Text passage:
The dilemma of a woman smoker in the workplace
JAKARTA (JP): After a quiet lunch at the office, I retreated to the ladies room and pictured a cigarette. How good it would be to smoke one while sitting on the toilet seat and watching the ash blue smoke being released from my mouth as images play in my mind.
This was the second day since I picked up smoking. Actually, there were smoking rooms available on every floor in my office building, but they were always crowded with men. As I am basically conservative and raised in a culture where it was improper for a woman to smoke, I did not dare smoke in front of those guys who were also my office mates. That was why I chose to just hide in this toilet compartment, lest someone sees me smoking.
Since the toilets did not have ventilators, the cigarette smoke would be trapped in the ladies room. It would take some time before the smell completely dissipates.
I knew this and felt guilty about poisoning people with the nicotine. I also knew that smoking could be very annoying to nonsmokers and that everyone had the right to a clean atmosphere, free of pollutants.
That was why I chose the toilet on the seventh floor of this 12-floor office building. Besides, 95 percent of the staff on this floor is male. So the ladies room was rarely used. Also from a previous inspection, I have learned that one hour after the lunch break, the ladies room was empty -- so I could smoke freely.
But I was not lucky that day. Just as I was taking the second puff, a woman entered and she got into the compartment next to mine. There are only two toilet compartments in this ladies.
I froze and let the cigarette burn away between my fingers. I carefully flicked the ash into the waste basket, avoiding any sounds. I cursed this unknown woman for taking so long.
Then I heard two other women entering the room. They were talking loudly. "Oh, occupied!" one women marked. But suddenly, the woman in the next compartment got out.
"Hey," greeted the others. Apparently, they knew each other as they quickly went into another loud conversation as one of them got into the vacant compartment. The others waited impatiently. "Oh, my God, who's in this compartment?" complained one woman.
I held my breath. "I don't know," answered the other. "But surely she's smoking inside. It's so smelly."
I froze even more. I felt as if they were staring at me. I felt so foolish. I cursed; why did members of the 5 percent population have to burst into this room at this time?
They finally decided they could no longer take the smell and left, cursing the woman in the toilet who was polluting the place and having made them wait.
I got out of the toilet 15 minutes after the last woman left the room. My eyes were still sore. My fault. Upset over the situation, I had stared at the last centimeter of my cigarette, feeling sorry for wasting almost the whole of it and then inhaled it awkwardly. As a result, some smoke got into my eyes.

What this exercise asks:
A: Answer these about the account of a woman smoking in her office toilet:
(i) How many floors does the office building have?
(ii) How many toilet compartments are in the ladies room?
(iii) How long after the last woman left did the narrator get out of the toilet?
B: Carry on the account of a woman smoking in her office toilet from its final sentence.

Source data:
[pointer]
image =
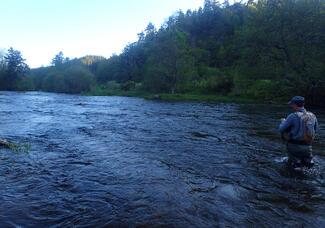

Your written answers:
A:
(i) 12
(ii) Two
(iii) 15 minutes

B:
I walked cautiously out of the toilet, worried that one of the women who came in earlier would catch me -- the culprit who had been polluting their clean toilet.
I finally entered the elevator and stepped onto the 12th floor, my office space, safe and sound. I passed the smoking room near the elevator and greeted the guys smoking there. I wanted to laugh.
What a weird world! While eastern women have become increasingly liberated, there are still women, like me, who are afraid of being caught smoking. But I knew there was a greater force beyond the issue. It was the right of every creature to enjoy a safe and clean world. It was human rights, not a matter of gender. Not only women should feel ashamed of smoking. Men should, too.
Although the amount of carbon monoxide in cigarette smoke is small, the cumulative effect of millions smoking can be alarming. Smoking has been proven to cause lung cancer, heart disease and many other health problems.
Ironically, women who were the involuntary inhalers of secondary smoke and who used to chide men for smoking, have today picked up the habit themselves. This is because the modern era gives women the right to smoke as much as men do.
I know there is no excuse for smoking -- whether one is male or female. Everyone on this planet should stop smoking, stop polluting the air and stop ruining their health.
But as I sat in front of the computer that day, trying to finish my work, I remembered the twirling ash blue smoke and the images that ran through my head. I realized then that I could not stop smoking yet. I just wish I can smoke in front of those guys in the smoking room without feeling awkward and so no longer having to pollute the clean ladies room, before I am strong enough to give up this bad habit.